== Written problem ==
Rewrite every one of the rows below, putting "with one point for each instance" wherever "with a point per instance" appears and changing nothing else. Leave the pictures out of your answer.

== Input ==
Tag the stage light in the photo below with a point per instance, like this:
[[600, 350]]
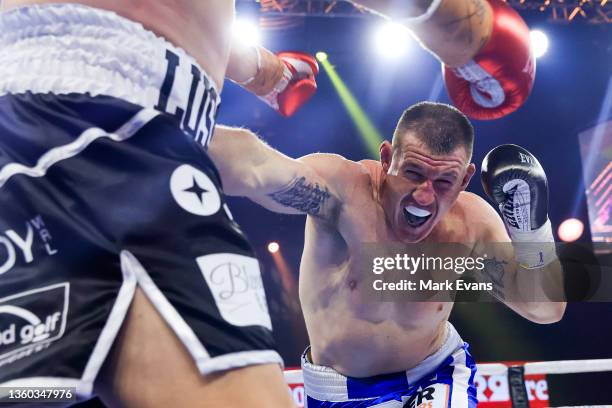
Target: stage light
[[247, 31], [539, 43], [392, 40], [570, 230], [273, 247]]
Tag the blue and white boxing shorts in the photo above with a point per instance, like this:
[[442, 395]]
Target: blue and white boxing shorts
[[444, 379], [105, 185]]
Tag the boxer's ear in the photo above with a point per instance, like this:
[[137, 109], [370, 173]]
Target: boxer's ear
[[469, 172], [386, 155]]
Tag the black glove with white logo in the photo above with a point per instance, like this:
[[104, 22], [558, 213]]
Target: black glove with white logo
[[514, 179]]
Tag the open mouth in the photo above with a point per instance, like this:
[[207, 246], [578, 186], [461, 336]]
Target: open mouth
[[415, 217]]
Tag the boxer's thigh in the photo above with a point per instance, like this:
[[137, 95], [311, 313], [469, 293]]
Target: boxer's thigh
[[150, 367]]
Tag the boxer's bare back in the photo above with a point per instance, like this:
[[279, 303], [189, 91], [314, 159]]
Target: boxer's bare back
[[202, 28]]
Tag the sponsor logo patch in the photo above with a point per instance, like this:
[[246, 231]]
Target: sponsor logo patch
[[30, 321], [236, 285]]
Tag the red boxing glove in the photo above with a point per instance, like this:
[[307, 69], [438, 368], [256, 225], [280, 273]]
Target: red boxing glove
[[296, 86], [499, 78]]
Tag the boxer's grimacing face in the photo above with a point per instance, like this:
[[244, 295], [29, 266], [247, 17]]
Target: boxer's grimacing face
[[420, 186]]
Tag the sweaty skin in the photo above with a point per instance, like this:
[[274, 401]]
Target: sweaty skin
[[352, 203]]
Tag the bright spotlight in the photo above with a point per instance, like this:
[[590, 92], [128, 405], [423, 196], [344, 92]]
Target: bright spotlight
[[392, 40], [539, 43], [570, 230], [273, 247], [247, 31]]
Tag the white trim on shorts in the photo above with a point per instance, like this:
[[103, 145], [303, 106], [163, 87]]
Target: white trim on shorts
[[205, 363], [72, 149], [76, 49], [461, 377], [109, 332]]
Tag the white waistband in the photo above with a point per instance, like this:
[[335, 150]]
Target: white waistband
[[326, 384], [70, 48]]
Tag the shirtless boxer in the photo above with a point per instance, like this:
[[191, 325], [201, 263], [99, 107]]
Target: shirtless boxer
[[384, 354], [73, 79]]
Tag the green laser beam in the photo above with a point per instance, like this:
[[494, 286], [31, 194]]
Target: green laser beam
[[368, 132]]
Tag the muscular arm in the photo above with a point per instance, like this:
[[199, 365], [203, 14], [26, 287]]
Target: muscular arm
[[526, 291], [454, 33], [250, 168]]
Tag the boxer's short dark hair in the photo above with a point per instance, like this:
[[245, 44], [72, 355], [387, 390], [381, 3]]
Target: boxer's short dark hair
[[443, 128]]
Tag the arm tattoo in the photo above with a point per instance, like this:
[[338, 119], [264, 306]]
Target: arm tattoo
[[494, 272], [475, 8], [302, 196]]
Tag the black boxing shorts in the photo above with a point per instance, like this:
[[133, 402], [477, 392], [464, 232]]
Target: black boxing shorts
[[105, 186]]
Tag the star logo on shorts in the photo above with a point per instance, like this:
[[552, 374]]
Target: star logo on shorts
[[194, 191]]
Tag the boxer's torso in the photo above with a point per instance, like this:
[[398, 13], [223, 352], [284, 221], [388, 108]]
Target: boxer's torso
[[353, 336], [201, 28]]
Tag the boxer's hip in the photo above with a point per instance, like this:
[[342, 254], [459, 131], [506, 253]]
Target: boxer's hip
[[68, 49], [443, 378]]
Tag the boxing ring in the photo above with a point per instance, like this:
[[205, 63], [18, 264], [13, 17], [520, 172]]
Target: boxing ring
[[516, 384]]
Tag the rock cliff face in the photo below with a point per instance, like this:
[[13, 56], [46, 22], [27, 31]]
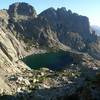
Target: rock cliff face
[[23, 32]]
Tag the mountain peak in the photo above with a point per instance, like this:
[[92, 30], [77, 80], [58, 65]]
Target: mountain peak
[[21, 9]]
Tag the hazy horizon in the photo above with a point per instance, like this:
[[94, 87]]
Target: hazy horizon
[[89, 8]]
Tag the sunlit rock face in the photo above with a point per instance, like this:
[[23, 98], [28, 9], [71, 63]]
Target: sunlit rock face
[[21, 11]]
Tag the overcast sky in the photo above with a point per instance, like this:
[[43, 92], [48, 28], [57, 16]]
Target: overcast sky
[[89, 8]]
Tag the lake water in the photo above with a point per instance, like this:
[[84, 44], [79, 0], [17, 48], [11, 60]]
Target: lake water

== Finished exercise ==
Tag the stage light in the photo below with one point for each instance, like this:
[[600, 350]]
Target: stage light
[[247, 31], [539, 43], [392, 40], [570, 230], [273, 247]]
Tag the blue and white boxing shorts in the photo above with one point for each instance, like this:
[[442, 395]]
Target: blue and white boxing shorts
[[444, 379], [105, 185]]
Tag the boxer's ear in the photo above with one point for each instance, like this:
[[137, 109], [370, 173]]
Target: boxer's ear
[[469, 172], [386, 155]]
Tag the black glove with white logo in the photo above with one point for each instance, like this:
[[104, 22], [558, 213]]
Target: black glove with white logo
[[514, 179]]
Tag the open mouth in the photo above with one point for each instance, like this:
[[207, 246], [578, 186], [461, 336]]
Target: open mouth
[[415, 217]]
Tag the boxer's thigh in the photo above with one point for each instance, like this:
[[137, 95], [311, 313], [469, 293]]
Target: boxer's thigh
[[150, 367]]
Tag the boxer's bare back in the photo above with one point for each instance, like this:
[[279, 303], [189, 91], [314, 159]]
Target: boxer's bare back
[[202, 28]]
Tag the sponsor logo patch in the photo above with one point for each instance, like this:
[[246, 231]]
Target: sponsor logo patch
[[30, 321], [236, 285]]
Tag the red boxing glove in the photo above with one point for each instance, like this:
[[307, 69], [438, 368], [256, 225], [280, 273]]
Target: red boxing glove
[[296, 86], [499, 78]]
Tag the boxer's grimacing face in the photo above with one point for each instance, like this:
[[244, 295], [29, 266], [247, 17]]
Target: boxer's grimacing face
[[420, 186]]
Tag the sweaty skin in the photo above with one point for each instance, like this:
[[274, 401]]
Target: sweaty skin
[[352, 203]]
Tag the bright spotlight in the photo above with one point for each instance, like this:
[[590, 92], [128, 405], [423, 196], [344, 92]]
Target: bright spotlight
[[392, 40], [539, 43], [570, 230], [273, 247], [247, 31]]
Tag the white trim on shorts in the photo above with one point for each instance, like this:
[[103, 145], [303, 106], [163, 87]]
Target: white trim on shorts
[[205, 363], [72, 149], [76, 49], [461, 377], [109, 332]]
Tag the white waistband in the photo above with one point for each instance, like this:
[[335, 150]]
Target: white waistband
[[326, 384], [70, 48]]
Tag the shirtless boxer in the photo above with one point for each instance, like this:
[[191, 325], [201, 263], [99, 107]]
Target: shirtless boxer
[[384, 354], [73, 79]]
Tag the green laser beam in the photo above with one point for each instance, like this:
[[494, 286], [31, 194]]
Target: green laser beam
[[368, 132]]
Tag the muscular arm in the photo above with one point for each instance, like this:
[[199, 365], [203, 14], [26, 287]]
Target: muscular arm
[[526, 291], [454, 33], [250, 168]]
Tag the boxer's short dark hair in the photo above with one point for each instance, like this:
[[245, 44], [72, 355], [387, 390], [381, 3]]
Target: boxer's short dark hair
[[443, 128]]
Tag the arm tattoo in the photo above with one point for each instance, like this:
[[338, 119], [264, 306]]
Target: arm tattoo
[[494, 272], [475, 8], [302, 196]]
Tag the black boxing shorts in the photo above with one point for each instance, like this:
[[133, 402], [477, 392], [464, 232]]
Target: black boxing shorts
[[105, 186]]
Tag the star logo on shorts in the photo above with one point for each instance, like this:
[[552, 374]]
Target: star logo on shorts
[[194, 191]]
Tag the boxer's torso in the photo above with one point for each instance, like this:
[[398, 13], [223, 352], [284, 221], [388, 108]]
Target: boxer's torso
[[353, 336], [201, 28]]
Tag the boxer's hip in the photo above with one point for each instance, like this:
[[342, 254], [459, 131], [506, 253]]
Target: boxer's hip
[[68, 49], [443, 378]]
Tag the boxing ring in the photo above with one point for each instance, like this:
[[205, 63], [18, 264], [13, 17], [520, 172]]
Target: boxing ring
[[516, 384]]
Tag the rock cliff face in the photo below with one point for each instance, like this:
[[13, 56], [46, 22], [27, 31]]
Target: rock cliff face
[[23, 32]]
Tag the mountain peak in the photo above with one point for each instance, like this:
[[92, 30], [77, 80], [58, 65]]
Target: mountain peak
[[21, 9]]
Tag the hazy horizon in the photo above with one point for each instance, like this:
[[94, 87]]
Target: hazy horizon
[[89, 8]]
Tag the sunlit rock face in the photo above with one point for each instance, like this:
[[23, 98], [28, 9], [71, 63]]
Target: sunlit rock face
[[21, 11]]
Tag the overcast sky in the photo above with one point for each instance, like this:
[[43, 92], [48, 28], [57, 16]]
Target: overcast sky
[[89, 8]]
Tag the lake water in the photo above with one point for each instance, like this:
[[84, 44], [79, 0], [17, 48], [11, 60]]
Target: lake water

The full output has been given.